[[ ENTRIES PROVIDED open ]]

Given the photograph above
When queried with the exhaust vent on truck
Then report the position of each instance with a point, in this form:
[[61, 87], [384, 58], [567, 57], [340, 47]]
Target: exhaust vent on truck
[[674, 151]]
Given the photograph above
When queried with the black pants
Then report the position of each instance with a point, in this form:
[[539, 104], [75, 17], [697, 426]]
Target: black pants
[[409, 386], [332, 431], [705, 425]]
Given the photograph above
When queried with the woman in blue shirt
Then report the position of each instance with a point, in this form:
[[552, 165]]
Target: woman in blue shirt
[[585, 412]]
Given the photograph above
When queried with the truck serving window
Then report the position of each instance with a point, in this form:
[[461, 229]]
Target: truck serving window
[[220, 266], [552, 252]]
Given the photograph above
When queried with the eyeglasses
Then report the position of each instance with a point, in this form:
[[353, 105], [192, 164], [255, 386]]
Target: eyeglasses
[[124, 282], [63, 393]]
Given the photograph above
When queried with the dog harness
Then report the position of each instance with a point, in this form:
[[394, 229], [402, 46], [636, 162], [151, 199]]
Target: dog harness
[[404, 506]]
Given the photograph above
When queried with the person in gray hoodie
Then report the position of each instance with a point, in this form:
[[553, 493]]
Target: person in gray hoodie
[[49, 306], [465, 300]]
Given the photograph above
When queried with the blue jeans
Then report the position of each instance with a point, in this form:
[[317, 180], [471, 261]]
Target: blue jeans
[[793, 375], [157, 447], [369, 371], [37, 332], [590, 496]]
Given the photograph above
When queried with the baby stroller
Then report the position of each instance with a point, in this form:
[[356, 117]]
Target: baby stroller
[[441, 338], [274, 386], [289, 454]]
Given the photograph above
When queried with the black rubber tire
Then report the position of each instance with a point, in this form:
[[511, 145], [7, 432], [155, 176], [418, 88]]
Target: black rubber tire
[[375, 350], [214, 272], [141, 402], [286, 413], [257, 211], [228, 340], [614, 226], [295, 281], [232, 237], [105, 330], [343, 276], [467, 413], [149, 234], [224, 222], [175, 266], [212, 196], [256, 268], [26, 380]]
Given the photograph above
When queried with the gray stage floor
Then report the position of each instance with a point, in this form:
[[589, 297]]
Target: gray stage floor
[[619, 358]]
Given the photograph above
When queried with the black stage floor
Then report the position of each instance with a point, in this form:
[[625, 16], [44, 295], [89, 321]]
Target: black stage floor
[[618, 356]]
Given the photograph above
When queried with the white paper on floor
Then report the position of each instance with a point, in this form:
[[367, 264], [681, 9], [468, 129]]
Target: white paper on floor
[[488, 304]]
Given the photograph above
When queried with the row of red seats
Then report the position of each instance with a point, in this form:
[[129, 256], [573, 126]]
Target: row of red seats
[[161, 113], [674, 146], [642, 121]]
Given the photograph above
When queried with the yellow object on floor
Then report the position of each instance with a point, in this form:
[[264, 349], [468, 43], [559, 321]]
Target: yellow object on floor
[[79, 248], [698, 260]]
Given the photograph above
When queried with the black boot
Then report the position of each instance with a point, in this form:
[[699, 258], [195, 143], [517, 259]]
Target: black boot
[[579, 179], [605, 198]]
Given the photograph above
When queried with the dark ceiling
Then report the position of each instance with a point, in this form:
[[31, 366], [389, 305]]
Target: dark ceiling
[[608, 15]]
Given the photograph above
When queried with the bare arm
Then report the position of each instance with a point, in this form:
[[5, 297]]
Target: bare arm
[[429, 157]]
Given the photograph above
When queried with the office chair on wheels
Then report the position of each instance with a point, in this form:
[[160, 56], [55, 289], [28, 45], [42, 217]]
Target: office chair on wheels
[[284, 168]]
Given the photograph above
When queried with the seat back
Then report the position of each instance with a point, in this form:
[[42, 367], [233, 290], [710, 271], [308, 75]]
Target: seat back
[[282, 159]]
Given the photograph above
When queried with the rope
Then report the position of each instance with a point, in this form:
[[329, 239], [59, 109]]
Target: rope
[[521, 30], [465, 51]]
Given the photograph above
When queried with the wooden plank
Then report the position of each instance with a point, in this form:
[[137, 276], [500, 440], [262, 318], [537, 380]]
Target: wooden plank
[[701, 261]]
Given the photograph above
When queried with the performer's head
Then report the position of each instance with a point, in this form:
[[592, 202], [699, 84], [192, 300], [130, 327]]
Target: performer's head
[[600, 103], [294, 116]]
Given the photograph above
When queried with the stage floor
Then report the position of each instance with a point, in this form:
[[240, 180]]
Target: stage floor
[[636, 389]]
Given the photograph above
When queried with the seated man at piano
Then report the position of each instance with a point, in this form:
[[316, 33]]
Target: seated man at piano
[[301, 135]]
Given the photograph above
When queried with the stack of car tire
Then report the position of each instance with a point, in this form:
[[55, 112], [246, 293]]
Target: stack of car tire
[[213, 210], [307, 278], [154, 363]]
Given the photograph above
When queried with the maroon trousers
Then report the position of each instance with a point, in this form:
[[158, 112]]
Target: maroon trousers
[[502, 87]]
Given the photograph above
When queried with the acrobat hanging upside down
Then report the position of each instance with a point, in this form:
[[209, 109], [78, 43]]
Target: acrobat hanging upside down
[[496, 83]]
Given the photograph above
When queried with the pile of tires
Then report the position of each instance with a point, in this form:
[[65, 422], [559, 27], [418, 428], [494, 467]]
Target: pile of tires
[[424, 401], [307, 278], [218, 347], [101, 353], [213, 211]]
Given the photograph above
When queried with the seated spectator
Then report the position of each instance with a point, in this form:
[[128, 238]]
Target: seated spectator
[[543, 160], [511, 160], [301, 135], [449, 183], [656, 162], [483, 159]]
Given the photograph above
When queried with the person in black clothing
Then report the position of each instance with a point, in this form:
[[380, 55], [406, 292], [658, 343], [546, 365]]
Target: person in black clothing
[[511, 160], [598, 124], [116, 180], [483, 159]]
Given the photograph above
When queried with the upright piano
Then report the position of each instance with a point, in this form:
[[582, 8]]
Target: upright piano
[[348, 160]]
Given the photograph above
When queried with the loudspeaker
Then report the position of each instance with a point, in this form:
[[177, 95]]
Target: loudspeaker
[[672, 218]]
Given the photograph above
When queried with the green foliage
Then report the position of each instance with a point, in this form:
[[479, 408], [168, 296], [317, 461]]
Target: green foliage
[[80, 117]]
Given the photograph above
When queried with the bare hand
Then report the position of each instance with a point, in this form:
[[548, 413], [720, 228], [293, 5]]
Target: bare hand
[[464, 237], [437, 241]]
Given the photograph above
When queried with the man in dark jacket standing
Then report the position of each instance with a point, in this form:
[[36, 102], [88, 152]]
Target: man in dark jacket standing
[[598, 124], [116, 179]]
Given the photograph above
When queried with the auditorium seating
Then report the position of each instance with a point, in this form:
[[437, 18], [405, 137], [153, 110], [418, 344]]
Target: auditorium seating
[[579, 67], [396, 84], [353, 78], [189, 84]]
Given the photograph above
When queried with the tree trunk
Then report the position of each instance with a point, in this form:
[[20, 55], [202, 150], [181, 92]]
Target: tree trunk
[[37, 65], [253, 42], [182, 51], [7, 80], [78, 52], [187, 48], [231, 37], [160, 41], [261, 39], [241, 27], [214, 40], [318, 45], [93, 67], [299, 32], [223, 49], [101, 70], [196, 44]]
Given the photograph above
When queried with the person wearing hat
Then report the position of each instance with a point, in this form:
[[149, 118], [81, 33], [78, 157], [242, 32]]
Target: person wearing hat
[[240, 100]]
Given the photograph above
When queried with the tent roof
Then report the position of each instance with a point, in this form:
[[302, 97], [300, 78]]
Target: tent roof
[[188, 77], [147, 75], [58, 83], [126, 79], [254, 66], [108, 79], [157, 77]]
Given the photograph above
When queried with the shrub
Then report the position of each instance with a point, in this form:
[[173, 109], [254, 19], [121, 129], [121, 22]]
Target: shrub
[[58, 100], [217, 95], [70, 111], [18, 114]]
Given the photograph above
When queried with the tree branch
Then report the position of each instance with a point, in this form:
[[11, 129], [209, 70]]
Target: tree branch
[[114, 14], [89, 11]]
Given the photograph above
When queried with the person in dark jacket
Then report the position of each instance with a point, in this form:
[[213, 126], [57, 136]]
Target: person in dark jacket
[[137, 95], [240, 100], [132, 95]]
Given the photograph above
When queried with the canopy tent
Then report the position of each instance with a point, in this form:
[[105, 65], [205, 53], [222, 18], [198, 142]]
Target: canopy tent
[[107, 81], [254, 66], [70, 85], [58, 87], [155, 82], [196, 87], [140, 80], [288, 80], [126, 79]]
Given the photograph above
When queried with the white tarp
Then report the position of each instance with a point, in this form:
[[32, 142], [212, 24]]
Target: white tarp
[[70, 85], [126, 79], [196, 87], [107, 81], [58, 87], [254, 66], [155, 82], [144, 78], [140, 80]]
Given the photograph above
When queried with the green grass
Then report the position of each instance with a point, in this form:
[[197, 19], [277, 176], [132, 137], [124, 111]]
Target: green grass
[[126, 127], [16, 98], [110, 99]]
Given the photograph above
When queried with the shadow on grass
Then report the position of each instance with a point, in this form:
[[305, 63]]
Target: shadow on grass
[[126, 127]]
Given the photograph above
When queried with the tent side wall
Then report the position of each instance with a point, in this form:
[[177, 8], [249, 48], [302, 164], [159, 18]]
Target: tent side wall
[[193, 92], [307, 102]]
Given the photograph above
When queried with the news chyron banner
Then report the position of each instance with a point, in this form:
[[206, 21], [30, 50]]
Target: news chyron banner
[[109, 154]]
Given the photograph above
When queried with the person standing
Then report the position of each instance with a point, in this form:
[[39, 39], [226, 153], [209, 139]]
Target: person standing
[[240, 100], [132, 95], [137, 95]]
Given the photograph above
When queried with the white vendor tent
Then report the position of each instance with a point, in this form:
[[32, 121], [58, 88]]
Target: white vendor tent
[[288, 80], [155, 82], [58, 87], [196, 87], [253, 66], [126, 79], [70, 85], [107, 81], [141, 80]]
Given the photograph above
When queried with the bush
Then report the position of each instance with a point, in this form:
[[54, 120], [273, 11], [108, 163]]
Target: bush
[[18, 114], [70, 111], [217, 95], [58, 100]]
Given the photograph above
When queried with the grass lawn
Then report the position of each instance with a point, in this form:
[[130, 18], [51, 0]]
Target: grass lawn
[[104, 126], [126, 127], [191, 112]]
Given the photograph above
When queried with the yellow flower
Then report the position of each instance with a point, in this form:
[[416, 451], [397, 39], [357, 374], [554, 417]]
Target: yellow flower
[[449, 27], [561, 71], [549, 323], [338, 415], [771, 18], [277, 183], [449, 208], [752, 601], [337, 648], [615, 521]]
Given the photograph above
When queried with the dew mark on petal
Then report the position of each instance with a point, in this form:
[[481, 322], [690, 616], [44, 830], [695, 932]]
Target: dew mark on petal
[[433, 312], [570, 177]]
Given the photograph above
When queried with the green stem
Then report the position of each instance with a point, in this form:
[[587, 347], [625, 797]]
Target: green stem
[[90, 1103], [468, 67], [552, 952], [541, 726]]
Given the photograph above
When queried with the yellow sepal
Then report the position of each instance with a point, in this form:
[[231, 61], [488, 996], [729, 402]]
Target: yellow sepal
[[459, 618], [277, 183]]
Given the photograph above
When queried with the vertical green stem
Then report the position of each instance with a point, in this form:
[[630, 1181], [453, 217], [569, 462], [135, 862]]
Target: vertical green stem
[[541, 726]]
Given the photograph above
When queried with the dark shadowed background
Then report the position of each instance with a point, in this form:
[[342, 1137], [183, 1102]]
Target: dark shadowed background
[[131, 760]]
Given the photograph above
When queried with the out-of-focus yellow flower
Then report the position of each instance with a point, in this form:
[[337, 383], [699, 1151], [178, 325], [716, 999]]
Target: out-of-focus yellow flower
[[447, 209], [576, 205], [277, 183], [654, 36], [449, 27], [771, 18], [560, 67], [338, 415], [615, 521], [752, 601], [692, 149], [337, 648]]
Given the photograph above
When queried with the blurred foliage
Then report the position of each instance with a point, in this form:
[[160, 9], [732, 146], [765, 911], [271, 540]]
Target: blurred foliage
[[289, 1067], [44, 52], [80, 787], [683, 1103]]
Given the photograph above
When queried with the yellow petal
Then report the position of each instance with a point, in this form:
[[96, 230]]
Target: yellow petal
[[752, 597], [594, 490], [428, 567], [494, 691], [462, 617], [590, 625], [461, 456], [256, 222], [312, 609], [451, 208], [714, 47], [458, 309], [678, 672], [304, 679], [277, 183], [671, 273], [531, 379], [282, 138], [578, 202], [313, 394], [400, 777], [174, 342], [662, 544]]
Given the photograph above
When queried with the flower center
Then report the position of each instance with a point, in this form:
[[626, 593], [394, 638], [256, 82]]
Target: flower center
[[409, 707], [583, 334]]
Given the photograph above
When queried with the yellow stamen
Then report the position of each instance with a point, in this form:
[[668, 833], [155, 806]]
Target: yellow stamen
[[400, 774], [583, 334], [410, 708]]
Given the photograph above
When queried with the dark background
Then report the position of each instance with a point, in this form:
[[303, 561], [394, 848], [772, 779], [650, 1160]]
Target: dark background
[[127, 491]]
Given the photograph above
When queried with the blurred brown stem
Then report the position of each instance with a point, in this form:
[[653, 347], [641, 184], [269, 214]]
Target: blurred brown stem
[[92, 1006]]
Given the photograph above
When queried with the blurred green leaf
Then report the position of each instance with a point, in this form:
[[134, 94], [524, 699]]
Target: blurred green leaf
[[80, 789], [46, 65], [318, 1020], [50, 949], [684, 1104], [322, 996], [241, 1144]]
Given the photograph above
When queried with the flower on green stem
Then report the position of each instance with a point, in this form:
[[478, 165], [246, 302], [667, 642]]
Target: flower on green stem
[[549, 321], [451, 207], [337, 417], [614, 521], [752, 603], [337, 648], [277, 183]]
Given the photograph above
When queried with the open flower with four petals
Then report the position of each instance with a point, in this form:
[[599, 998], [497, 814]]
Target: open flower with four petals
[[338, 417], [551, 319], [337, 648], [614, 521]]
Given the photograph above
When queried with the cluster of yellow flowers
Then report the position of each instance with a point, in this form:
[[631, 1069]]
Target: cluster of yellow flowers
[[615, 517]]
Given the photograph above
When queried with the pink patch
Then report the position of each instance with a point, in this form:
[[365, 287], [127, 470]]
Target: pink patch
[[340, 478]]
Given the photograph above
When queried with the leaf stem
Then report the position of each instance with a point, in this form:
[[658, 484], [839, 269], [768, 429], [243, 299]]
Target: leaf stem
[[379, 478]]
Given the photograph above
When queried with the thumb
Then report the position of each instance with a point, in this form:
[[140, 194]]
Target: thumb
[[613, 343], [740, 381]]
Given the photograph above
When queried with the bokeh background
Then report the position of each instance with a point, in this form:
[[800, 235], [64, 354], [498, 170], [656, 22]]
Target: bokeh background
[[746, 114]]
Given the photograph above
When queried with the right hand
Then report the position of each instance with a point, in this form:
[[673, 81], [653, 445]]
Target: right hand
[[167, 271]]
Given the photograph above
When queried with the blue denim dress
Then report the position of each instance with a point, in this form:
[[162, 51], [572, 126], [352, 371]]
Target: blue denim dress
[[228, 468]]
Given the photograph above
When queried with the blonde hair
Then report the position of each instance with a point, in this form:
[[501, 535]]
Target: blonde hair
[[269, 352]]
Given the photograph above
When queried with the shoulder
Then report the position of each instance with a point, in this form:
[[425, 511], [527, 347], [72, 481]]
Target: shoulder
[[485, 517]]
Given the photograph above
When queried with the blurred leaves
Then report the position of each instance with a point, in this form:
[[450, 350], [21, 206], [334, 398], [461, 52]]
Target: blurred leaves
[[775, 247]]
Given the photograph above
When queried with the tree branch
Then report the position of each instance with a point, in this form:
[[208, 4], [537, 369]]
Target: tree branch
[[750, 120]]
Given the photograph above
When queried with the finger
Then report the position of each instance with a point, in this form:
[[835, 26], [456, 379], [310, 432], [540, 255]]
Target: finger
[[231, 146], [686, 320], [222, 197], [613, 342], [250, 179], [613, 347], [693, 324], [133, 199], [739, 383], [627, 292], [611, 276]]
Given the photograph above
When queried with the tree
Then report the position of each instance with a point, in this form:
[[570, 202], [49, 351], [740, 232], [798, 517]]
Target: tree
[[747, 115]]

[[ ENTRIES PROVIDED closed ]]

All lines above between those holding "[[599, 998], [497, 814]]" and "When queried with the leaf stem", inclusive, must be set down unchanged, and no other line may be included.

[[599, 998], [497, 814]]
Target: open flower with four petals
[[338, 417], [551, 319], [337, 648], [614, 521]]
Given the photograph above
When queried with the cluster of yellow flowers
Then report the position of each instance with a point, in this form:
[[631, 1069]]
Target: cluster of yellow flowers
[[615, 517]]
Given the photograph above
When queried with the pink patch
Then report the position of each instance with a point, in this form:
[[365, 287], [127, 470]]
Target: pink patch
[[340, 478]]
Given the photograph above
When queried with the leaf stem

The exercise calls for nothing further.